ENTRIES SUPPLIED –
-----

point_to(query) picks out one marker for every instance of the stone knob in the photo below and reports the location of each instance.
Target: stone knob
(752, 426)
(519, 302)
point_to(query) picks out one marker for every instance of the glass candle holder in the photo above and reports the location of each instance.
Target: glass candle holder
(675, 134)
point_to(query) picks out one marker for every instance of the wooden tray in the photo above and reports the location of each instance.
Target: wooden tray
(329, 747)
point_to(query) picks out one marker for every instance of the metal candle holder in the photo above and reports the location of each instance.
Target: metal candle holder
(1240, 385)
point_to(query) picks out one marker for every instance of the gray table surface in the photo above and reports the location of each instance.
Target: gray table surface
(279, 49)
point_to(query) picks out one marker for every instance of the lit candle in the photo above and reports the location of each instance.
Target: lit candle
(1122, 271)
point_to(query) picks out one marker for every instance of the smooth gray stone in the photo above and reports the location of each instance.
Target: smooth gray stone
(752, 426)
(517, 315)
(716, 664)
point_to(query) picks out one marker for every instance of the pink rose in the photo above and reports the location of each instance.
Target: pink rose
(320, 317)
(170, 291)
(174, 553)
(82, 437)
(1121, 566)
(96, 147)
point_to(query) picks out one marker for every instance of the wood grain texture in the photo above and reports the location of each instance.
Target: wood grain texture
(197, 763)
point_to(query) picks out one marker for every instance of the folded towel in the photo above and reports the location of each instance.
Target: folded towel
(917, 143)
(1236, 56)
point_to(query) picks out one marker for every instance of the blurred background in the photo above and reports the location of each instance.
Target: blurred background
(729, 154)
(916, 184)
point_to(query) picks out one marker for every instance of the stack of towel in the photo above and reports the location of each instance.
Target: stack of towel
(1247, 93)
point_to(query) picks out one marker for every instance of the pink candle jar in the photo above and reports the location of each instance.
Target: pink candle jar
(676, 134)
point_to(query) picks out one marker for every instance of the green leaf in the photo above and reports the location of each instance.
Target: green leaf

-----

INSTRUCTIONS FOR THE TASK – Return each line among the entries that holds the word "leaf".

WRITTEN RESPONSE –
point_to(query) picks out one marker for every instance of the green leaf in the photo above and reports the location of each instance.
Target: green leaf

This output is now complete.